▶ DATASET EXTRACT:
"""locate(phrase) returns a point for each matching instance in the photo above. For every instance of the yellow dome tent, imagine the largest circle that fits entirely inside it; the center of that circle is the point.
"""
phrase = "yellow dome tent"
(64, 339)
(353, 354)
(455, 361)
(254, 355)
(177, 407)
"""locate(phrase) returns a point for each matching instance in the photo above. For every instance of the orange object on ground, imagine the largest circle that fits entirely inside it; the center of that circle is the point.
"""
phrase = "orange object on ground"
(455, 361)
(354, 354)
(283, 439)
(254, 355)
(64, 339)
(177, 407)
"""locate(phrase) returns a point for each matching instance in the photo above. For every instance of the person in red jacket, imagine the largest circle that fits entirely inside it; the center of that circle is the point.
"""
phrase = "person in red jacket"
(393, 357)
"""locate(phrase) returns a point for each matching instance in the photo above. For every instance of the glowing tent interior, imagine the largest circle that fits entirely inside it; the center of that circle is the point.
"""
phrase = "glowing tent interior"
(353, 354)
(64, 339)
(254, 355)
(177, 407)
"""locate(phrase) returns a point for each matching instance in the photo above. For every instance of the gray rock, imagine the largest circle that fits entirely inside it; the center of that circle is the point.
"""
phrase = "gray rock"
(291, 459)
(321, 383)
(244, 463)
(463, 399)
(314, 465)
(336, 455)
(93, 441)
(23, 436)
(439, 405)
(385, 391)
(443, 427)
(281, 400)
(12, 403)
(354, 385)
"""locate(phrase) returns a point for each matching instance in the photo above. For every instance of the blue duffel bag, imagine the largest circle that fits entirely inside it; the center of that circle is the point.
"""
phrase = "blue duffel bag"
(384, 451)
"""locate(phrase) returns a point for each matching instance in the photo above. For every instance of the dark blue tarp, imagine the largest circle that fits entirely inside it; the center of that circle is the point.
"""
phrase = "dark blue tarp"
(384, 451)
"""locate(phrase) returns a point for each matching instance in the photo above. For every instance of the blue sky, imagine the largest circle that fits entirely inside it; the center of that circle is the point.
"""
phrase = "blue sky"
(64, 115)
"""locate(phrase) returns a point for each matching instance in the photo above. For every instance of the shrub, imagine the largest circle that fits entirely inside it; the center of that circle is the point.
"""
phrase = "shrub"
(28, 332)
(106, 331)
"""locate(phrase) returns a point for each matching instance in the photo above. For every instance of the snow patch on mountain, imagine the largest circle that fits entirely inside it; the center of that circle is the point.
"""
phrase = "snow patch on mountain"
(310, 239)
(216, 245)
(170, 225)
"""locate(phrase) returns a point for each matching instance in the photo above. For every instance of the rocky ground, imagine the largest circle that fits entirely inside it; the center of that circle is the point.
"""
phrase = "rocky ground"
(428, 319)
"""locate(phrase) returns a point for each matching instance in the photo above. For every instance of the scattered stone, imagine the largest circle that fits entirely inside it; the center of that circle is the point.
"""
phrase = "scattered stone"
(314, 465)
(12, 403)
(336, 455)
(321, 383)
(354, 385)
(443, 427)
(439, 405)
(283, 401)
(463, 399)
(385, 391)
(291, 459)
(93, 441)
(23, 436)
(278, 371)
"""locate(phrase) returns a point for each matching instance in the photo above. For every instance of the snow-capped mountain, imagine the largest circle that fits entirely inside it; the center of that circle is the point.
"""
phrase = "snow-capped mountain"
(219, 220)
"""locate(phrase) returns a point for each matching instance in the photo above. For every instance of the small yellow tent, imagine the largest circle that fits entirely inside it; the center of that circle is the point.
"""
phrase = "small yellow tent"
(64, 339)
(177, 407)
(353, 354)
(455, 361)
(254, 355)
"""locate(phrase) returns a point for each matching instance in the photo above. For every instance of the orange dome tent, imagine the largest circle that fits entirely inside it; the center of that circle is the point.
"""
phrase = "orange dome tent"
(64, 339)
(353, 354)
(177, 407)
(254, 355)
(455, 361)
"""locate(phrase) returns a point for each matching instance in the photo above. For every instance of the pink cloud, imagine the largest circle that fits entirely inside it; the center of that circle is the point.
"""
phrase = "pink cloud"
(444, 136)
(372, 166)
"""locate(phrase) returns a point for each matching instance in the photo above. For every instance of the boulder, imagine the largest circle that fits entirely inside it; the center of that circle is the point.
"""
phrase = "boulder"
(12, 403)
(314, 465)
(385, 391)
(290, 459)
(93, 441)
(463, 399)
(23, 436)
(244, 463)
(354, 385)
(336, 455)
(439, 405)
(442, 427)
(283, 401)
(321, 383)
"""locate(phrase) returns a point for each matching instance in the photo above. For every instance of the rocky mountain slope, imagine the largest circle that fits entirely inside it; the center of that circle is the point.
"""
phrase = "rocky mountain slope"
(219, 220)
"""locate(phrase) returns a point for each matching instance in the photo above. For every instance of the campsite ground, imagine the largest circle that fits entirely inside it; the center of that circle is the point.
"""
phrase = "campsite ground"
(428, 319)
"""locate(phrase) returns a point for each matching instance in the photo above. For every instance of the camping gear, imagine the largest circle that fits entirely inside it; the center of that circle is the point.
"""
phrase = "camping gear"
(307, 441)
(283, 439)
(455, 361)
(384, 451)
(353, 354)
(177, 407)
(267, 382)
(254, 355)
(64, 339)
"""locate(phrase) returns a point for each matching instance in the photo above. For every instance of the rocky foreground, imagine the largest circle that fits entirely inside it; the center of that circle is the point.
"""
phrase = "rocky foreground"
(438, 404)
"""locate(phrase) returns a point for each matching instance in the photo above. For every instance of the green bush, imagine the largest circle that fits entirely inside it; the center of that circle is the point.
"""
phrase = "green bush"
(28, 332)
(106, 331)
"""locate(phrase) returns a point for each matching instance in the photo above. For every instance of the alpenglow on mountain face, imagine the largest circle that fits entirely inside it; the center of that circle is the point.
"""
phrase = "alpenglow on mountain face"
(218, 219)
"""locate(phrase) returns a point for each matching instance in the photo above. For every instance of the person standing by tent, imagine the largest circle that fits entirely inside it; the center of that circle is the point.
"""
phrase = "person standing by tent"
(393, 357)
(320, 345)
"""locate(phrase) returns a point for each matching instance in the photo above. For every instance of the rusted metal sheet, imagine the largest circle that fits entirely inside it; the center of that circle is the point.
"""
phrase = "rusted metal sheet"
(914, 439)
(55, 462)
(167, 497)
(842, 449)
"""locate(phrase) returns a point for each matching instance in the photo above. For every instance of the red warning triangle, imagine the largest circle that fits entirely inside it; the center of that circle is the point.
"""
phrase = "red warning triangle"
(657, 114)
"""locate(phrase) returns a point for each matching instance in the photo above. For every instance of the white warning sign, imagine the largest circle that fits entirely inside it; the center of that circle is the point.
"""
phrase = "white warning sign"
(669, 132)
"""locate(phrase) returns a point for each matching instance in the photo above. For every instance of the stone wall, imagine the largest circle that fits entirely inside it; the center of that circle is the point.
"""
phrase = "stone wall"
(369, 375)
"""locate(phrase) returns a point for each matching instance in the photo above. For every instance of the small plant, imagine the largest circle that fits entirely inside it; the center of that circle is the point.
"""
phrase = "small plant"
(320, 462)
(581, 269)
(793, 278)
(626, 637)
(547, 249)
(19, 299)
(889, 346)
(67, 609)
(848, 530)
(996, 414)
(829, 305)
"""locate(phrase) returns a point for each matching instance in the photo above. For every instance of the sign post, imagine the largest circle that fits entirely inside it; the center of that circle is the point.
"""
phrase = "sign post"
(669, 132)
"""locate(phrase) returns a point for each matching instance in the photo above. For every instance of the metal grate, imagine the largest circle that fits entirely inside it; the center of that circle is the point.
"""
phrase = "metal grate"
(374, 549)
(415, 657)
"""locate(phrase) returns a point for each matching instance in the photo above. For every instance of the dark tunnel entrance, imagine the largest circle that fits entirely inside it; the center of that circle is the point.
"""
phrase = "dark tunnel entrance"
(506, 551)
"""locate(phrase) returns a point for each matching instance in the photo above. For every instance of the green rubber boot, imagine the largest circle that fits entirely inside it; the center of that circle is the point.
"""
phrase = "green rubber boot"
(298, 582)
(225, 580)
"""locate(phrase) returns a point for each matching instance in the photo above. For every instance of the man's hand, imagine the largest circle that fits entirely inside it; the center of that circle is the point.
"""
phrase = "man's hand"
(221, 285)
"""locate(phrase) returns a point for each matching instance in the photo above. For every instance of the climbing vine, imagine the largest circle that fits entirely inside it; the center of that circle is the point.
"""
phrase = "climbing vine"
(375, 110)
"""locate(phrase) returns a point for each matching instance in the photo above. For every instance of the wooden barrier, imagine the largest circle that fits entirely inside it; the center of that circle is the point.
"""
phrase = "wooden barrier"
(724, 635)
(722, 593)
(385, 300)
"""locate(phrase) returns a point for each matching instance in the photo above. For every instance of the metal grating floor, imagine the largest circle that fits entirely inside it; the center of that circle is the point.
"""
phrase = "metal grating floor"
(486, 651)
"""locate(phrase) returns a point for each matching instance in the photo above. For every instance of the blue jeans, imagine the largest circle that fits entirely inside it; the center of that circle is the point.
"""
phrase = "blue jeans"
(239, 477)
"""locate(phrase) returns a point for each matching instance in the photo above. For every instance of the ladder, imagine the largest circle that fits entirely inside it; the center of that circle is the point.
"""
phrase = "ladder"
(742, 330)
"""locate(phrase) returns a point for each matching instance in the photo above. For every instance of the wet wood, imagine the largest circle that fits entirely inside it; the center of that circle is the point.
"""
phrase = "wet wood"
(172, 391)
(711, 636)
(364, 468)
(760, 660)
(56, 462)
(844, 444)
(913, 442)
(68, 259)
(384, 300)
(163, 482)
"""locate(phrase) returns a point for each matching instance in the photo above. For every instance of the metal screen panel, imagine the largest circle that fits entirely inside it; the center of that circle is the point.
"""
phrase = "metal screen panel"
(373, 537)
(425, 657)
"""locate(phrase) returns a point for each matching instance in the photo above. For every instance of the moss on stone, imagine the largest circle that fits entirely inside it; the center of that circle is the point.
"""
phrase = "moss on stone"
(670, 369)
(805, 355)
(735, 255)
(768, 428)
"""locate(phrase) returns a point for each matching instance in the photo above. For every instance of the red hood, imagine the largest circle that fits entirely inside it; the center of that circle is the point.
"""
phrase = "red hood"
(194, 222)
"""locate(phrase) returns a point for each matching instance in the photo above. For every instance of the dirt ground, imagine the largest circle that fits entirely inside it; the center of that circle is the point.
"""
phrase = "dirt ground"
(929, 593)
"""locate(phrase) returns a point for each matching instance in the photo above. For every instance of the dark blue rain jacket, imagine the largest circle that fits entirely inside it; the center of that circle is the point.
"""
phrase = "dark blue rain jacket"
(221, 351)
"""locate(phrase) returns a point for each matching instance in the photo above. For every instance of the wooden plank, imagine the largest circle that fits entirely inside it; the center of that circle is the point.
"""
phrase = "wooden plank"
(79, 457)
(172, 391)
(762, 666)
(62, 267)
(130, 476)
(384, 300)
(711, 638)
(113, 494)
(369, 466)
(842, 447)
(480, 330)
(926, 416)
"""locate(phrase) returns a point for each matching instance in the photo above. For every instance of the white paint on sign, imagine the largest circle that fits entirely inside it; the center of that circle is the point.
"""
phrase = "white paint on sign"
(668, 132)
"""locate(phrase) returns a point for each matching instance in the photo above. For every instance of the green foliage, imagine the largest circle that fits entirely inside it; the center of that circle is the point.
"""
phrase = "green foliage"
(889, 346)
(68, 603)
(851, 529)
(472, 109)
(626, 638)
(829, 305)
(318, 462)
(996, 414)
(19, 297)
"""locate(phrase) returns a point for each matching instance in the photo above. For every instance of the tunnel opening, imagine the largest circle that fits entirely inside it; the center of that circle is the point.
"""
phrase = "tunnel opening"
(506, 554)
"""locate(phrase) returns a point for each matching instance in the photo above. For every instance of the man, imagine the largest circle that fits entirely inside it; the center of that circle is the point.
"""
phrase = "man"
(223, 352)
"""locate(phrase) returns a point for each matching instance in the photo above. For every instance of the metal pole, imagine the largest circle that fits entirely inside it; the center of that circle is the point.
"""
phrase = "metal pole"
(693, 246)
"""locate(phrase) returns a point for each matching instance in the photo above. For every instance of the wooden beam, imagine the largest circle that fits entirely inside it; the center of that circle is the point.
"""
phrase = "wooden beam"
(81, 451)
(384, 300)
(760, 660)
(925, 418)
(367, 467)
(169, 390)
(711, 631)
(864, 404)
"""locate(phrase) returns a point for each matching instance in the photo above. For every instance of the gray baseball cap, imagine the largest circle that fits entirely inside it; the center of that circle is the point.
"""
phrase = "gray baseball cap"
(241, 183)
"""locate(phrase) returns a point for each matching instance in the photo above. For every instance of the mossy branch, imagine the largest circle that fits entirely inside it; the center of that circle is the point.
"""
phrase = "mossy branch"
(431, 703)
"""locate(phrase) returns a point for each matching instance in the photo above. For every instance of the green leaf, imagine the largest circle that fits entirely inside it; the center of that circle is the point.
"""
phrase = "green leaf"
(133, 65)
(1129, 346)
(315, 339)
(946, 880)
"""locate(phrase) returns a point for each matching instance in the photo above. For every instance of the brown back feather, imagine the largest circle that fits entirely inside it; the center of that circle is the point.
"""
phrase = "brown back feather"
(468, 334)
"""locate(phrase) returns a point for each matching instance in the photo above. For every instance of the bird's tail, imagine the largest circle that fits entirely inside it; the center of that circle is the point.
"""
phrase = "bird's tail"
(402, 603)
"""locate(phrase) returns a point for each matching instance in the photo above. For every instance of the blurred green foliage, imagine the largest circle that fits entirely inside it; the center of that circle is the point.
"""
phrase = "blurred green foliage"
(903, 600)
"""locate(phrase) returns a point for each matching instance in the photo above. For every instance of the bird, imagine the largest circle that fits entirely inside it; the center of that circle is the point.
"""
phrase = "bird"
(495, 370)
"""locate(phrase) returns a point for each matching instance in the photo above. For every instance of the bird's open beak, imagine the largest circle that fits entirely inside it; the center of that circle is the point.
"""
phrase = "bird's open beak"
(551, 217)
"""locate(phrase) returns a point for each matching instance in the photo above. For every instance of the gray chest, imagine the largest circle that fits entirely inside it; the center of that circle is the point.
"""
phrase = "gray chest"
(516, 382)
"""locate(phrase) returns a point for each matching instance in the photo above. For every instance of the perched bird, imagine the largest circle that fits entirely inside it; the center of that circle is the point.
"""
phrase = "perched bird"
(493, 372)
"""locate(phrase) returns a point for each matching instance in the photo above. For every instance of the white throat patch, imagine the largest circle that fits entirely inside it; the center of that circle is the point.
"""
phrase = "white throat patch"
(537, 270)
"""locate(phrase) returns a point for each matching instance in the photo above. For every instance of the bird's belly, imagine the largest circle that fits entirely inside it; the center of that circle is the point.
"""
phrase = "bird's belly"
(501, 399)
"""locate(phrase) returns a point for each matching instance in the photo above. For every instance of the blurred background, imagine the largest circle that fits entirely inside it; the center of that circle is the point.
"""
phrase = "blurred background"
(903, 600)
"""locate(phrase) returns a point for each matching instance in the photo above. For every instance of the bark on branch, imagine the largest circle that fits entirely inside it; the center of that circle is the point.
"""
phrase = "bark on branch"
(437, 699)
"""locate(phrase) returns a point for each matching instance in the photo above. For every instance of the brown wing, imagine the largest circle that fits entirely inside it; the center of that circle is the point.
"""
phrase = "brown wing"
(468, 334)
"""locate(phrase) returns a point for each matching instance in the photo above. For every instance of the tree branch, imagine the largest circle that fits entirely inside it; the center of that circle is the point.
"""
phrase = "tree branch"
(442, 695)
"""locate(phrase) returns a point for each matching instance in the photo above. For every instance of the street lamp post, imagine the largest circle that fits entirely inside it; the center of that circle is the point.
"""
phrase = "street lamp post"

▶ DIRECTIONS: If a line in the records above has the word "street", copy it out.

▶ RESPONSE TO THIS TASK:
"""locate(phrase) returns a point for each matching instance in the photo above. For every instance of the street lamp post, imagine the largest circle that fits entirely inside it; the center of that circle is the point.
phrase = "street lamp post"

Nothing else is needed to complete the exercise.